▸ Task to complete: Please copy out each entry, word for word.
Start of Supplied data
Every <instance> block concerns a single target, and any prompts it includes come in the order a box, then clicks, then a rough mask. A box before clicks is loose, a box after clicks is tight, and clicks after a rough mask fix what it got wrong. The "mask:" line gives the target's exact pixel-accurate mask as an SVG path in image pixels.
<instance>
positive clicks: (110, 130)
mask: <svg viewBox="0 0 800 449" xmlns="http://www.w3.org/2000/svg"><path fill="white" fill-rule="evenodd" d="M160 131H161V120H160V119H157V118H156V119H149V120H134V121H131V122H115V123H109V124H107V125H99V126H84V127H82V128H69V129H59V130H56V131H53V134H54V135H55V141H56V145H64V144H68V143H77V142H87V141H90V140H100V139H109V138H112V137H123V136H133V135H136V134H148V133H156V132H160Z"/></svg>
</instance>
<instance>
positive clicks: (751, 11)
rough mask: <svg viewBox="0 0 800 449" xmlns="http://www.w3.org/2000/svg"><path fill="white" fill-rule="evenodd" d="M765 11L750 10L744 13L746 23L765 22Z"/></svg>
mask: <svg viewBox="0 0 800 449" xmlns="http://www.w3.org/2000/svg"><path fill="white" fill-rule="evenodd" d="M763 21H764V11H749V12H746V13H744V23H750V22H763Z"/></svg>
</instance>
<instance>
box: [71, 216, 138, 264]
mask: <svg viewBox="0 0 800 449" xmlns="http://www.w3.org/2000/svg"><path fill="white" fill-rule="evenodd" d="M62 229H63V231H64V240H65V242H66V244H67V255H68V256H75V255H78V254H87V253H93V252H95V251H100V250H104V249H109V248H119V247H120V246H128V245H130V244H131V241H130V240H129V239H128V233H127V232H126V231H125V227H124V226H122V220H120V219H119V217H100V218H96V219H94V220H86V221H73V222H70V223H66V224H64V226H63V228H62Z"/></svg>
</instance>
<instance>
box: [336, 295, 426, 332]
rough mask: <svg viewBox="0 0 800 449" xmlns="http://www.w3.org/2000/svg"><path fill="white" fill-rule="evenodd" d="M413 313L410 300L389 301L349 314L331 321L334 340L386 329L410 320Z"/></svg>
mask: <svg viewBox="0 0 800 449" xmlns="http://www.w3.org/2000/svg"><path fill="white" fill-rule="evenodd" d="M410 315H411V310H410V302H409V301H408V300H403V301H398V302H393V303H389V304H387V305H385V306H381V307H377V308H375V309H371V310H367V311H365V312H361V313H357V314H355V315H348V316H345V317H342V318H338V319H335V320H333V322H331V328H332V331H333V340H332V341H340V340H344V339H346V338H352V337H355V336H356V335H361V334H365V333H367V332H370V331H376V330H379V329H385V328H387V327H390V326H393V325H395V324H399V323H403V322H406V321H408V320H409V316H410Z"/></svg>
End of Supplied data
▸ Worked solution:
Every <instance> block concerns a single target, and any prompts it includes come in the order a box, then clicks, then a rough mask. A box before clicks is loose, a box after clicks is tight, and clicks after a rough mask fix what it got wrong. The "mask:" line gives the target's exact pixel-accurate mask as an SVG path in image pixels.
<instance>
positive clicks: (110, 130)
mask: <svg viewBox="0 0 800 449" xmlns="http://www.w3.org/2000/svg"><path fill="white" fill-rule="evenodd" d="M160 131H161V120H160V119H157V118H156V119H149V120H134V121H131V122H115V123H109V124H107V125H99V126H84V127H82V128H69V129H59V130H56V131H53V134H54V135H55V141H56V145H64V144H68V143H77V142H87V141H90V140H100V139H109V138H112V137H123V136H133V135H136V134H148V133H156V132H160Z"/></svg>
</instance>
<instance>
positive clicks: (751, 11)
rough mask: <svg viewBox="0 0 800 449" xmlns="http://www.w3.org/2000/svg"><path fill="white" fill-rule="evenodd" d="M765 11L750 10L744 13L746 23L765 22Z"/></svg>
mask: <svg viewBox="0 0 800 449" xmlns="http://www.w3.org/2000/svg"><path fill="white" fill-rule="evenodd" d="M763 21H764V11H749V12H746V13H744V23H750V22H763Z"/></svg>
</instance>
<instance>
box: [71, 216, 138, 264]
mask: <svg viewBox="0 0 800 449" xmlns="http://www.w3.org/2000/svg"><path fill="white" fill-rule="evenodd" d="M62 229H63V231H64V240H65V242H66V244H67V255H68V256H75V255H78V254H87V253H93V252H95V251H100V250H104V249H109V248H119V247H120V246H128V245H130V244H131V241H130V240H129V239H128V233H127V232H126V231H125V227H124V226H122V220H120V219H119V217H100V218H96V219H94V220H86V221H73V222H70V223H66V224H64V226H63V228H62Z"/></svg>
</instance>
<instance>
box: [336, 295, 426, 332]
rough mask: <svg viewBox="0 0 800 449" xmlns="http://www.w3.org/2000/svg"><path fill="white" fill-rule="evenodd" d="M413 313L410 300L389 301L349 314L331 321L334 340L386 329L410 320Z"/></svg>
mask: <svg viewBox="0 0 800 449" xmlns="http://www.w3.org/2000/svg"><path fill="white" fill-rule="evenodd" d="M410 315H411V310H410V302H409V301H408V300H403V301H398V302H393V303H389V304H387V305H385V306H381V307H377V308H375V309H371V310H367V311H365V312H361V313H357V314H355V315H348V316H345V317H342V318H338V319H335V320H333V322H331V328H332V331H333V340H332V341H340V340H344V339H346V338H352V337H355V336H356V335H361V334H365V333H367V332H370V331H376V330H379V329H385V328H387V327H390V326H393V325H395V324H399V323H403V322H406V321H408V320H409V316H410Z"/></svg>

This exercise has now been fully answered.